[Items stored from a collection]

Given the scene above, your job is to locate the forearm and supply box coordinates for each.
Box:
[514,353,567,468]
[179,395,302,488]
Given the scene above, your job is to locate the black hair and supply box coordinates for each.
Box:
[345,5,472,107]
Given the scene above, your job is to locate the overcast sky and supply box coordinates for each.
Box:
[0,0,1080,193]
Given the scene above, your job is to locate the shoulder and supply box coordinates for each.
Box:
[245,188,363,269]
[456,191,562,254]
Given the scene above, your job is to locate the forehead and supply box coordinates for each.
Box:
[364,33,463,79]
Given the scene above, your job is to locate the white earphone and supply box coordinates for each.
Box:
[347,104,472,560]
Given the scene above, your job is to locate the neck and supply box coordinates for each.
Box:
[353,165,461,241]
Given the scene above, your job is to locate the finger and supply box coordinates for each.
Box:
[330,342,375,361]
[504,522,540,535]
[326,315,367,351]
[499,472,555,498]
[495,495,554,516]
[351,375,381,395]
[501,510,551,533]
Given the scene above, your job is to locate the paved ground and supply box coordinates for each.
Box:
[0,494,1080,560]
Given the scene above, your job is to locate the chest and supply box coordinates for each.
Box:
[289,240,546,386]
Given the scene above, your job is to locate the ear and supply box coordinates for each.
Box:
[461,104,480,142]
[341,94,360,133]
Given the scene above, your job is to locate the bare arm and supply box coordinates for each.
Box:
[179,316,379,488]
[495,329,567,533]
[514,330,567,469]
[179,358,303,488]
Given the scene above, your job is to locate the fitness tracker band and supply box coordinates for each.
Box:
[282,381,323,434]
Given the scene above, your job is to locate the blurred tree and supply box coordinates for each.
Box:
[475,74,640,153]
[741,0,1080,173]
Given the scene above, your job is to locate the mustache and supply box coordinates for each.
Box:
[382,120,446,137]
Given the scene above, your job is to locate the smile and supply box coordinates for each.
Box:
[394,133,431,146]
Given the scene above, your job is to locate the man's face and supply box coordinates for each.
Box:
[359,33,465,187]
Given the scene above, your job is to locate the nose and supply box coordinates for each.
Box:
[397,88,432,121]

**Exercise**
Gather every line in the records above that contains the word "band" and copy each one out, matching case exactly.

**The response**
Given the scene above, your job is to locate the fitness tracker band and supply box coordinates for each.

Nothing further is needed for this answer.